> [Exercise directions] Give every line of the listing below as a numbered list, skipping blank lines and leaving out the pictures.

▼▼▼

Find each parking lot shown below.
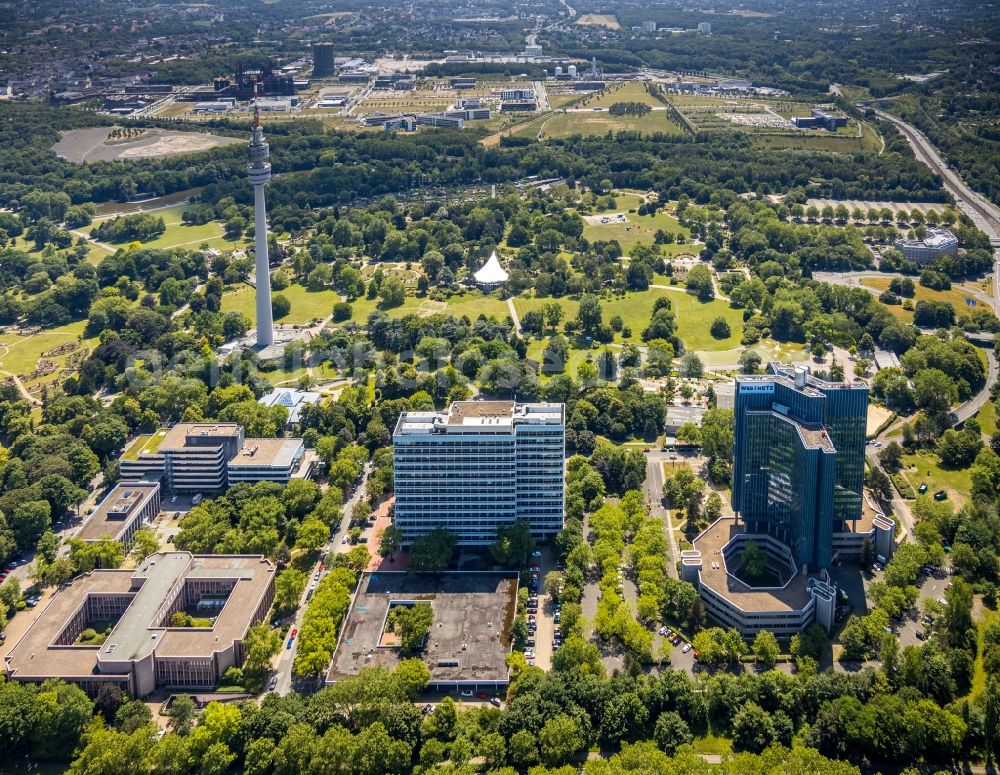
[527,547,557,670]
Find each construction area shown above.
[327,572,517,691]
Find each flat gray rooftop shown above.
[76,482,160,541]
[327,573,517,682]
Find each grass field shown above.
[902,450,972,508]
[80,204,238,250]
[222,284,340,325]
[861,277,981,323]
[542,110,681,139]
[583,203,700,256]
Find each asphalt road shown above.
[272,463,371,695]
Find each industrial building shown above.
[893,229,958,264]
[500,89,535,102]
[473,250,510,293]
[417,111,465,129]
[792,108,847,132]
[500,99,538,113]
[681,363,895,637]
[313,43,336,78]
[5,552,274,697]
[118,423,315,493]
[392,401,566,546]
[75,482,160,552]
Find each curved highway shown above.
[873,109,1000,239]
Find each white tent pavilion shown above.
[473,250,509,293]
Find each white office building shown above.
[894,229,958,264]
[392,401,566,546]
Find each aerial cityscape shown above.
[0,0,1000,775]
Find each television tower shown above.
[247,79,274,348]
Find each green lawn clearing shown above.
[583,206,701,256]
[542,110,682,139]
[514,288,743,354]
[222,283,340,325]
[581,81,663,108]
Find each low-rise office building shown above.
[76,482,160,552]
[893,229,958,264]
[681,363,895,637]
[228,439,316,486]
[392,401,566,546]
[118,423,315,493]
[5,552,275,697]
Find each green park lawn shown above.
[0,320,98,394]
[539,110,681,139]
[351,291,510,323]
[583,206,700,256]
[222,283,340,325]
[861,277,981,323]
[902,449,972,508]
[80,204,241,250]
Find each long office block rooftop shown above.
[6,552,274,696]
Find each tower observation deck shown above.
[247,82,274,348]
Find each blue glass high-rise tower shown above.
[733,363,868,569]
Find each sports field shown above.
[52,126,244,163]
[583,196,698,256]
[541,110,681,139]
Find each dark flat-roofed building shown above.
[681,363,895,637]
[228,439,315,486]
[76,482,160,551]
[118,423,316,493]
[5,552,274,697]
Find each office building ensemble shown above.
[392,401,566,546]
[118,423,315,493]
[893,229,958,264]
[5,552,275,697]
[681,363,895,636]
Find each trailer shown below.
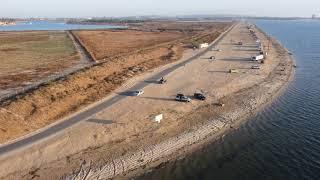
[251,54,264,61]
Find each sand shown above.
[0,24,292,179]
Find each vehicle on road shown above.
[251,54,264,61]
[251,65,261,69]
[229,69,239,73]
[132,90,144,96]
[175,94,191,102]
[193,93,206,101]
[159,77,167,84]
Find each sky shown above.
[0,0,320,18]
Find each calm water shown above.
[140,21,320,180]
[0,21,125,31]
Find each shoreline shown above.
[67,23,294,179]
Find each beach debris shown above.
[153,114,163,123]
[229,69,239,73]
[215,102,225,107]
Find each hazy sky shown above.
[0,0,320,17]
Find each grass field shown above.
[0,32,79,89]
[74,30,183,60]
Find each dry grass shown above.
[74,30,183,60]
[0,32,79,89]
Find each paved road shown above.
[0,23,234,155]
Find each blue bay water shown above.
[137,20,320,180]
[0,21,126,31]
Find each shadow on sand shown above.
[87,119,114,124]
[141,97,175,101]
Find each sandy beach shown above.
[0,23,294,179]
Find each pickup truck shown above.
[175,94,191,102]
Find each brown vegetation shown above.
[0,32,79,90]
[0,22,230,143]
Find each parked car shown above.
[176,94,191,102]
[193,93,206,101]
[132,90,144,96]
[159,77,167,84]
[251,65,260,69]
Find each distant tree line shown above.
[0,18,15,23]
[67,18,147,24]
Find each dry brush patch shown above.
[0,32,79,89]
[0,45,183,142]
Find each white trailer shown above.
[251,54,264,61]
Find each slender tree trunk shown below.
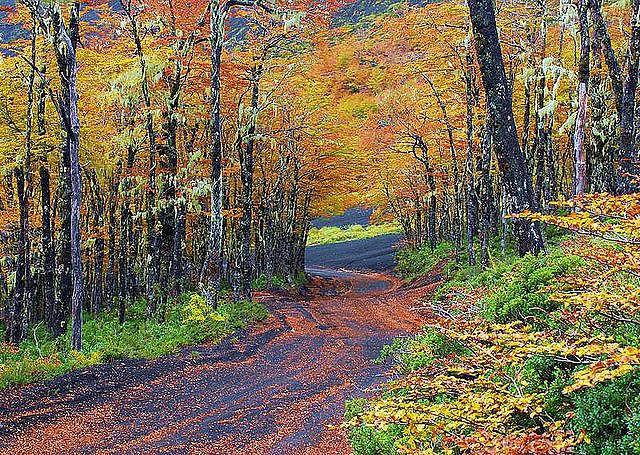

▲▲▲

> [Response to the exercise]
1. Find each parking lot shown below.
2. [527,547,557,670]
3. Find each construction area shown above.
4. [327,572,517,691]
5. Find each flat gray rooftop shown above.
6. [76,482,160,541]
7. [327,573,517,682]
8. Find each grass field shown above.
9. [902,450,972,508]
10. [80,204,238,250]
11. [222,284,340,325]
12. [861,277,981,323]
13. [542,110,681,139]
14. [583,203,700,256]
15. Find each asphalt road shown above.
16. [272,463,371,695]
17. Find each industrial building shown above.
18. [893,229,958,264]
19. [500,89,535,102]
20. [473,250,510,293]
21. [417,111,465,129]
22. [792,108,847,132]
23. [500,99,538,113]
24. [681,363,895,637]
25. [313,43,336,78]
26. [5,552,274,697]
27. [118,423,315,493]
28. [392,401,566,546]
29. [75,482,160,552]
30. Find each curved highway shown above.
31. [873,109,1000,239]
32. Find each white tent pavilion shown above.
33. [473,250,509,293]
34. Find each white office building shown above.
35. [894,229,958,264]
36. [392,401,566,546]
37. Find each aerial cityscape shown above.
38. [0,0,1000,775]
39. Find each television tower shown above.
40. [247,79,274,348]
41. Find each green lawn clearing shown above.
42. [583,206,701,256]
43. [542,110,682,139]
44. [514,288,743,354]
45. [222,283,340,325]
46. [581,81,663,108]
47. Find each low-rise office building shown above.
48. [76,482,160,552]
49. [893,229,958,264]
50. [681,363,895,637]
51. [228,439,316,486]
52. [392,401,566,546]
53. [118,423,315,493]
54. [5,552,275,697]
55. Find each green park lawn shown above.
56. [0,320,98,394]
57. [539,110,681,139]
58. [351,291,510,323]
59. [583,206,700,256]
60. [222,283,340,325]
61. [861,277,981,323]
62. [902,449,972,508]
63. [80,204,241,250]
64. Find each long office block rooftop shown above.
65. [6,552,274,696]
66. Find each tower observation deck shown above.
67. [247,82,274,348]
68. Find each blue glass high-rise tower shown above.
69. [733,363,868,569]
70. Find each sports field shown above.
71. [52,126,244,163]
72. [583,196,698,256]
73. [541,110,681,139]
74. Find each dark flat-roofed building shown above.
75. [681,363,895,637]
76. [228,439,315,486]
77. [76,482,160,551]
78. [118,423,316,493]
79. [5,552,274,697]
80. Find each office building ensemble shown above.
81. [392,401,566,546]
82. [118,423,315,493]
83. [893,229,958,264]
84. [5,552,275,697]
85. [681,363,895,636]
86. Find each trailer shown below.
87. [251,54,264,61]
88. Find each sand shown above.
89. [0,24,292,179]
90. Find each vehicle on road shown above.
91. [251,54,264,61]
92. [251,65,261,69]
93. [229,69,239,73]
94. [132,90,144,96]
95. [175,94,191,102]
96. [193,93,206,101]
97. [159,77,167,84]
98. Find each sky shown above.
99. [0,0,320,18]
100. Find each calm water shown above.
101. [140,21,320,180]
102. [0,21,125,31]
103. Find each shoreline shown above.
104. [67,23,294,179]
105. Find each beach debris shown above.
106. [153,114,163,123]
107. [229,69,239,73]
108. [215,102,225,107]
109. Find each hazy sky shown above.
110. [0,0,320,17]
111. Find each grass field shown above.
112. [0,32,79,89]
113. [74,30,183,60]
114. Find each dry grass shown above.
115. [74,30,183,60]
116. [0,32,79,89]
117. Find each paved road shown above.
118. [0,23,234,155]
119. Find each blue bay water shown above.
120. [137,20,320,180]
121. [0,21,126,31]
122. Find each shadow on sand shown above.
123. [87,119,114,124]
124. [141,97,175,101]
125. Find each sandy beach shown above.
126. [0,23,294,179]
127. Find each pickup truck shown above.
128. [175,94,191,102]
129. Find each brown vegetation shown above.
130. [0,32,79,90]
131. [0,22,230,143]
132. Find each parked car shown above.
133. [176,94,191,102]
134. [193,93,206,101]
135. [132,90,144,96]
136. [159,77,167,84]
137. [251,65,260,69]
138. Find each distant tree line shown above.
139. [0,18,15,23]
140. [67,18,147,24]
141. Find each dry brush patch shown above.
142. [0,32,79,89]
143. [0,45,183,142]
144. Find each white trailer shown above.
145. [251,54,264,61]
146. Find each slender tree trunk shown below.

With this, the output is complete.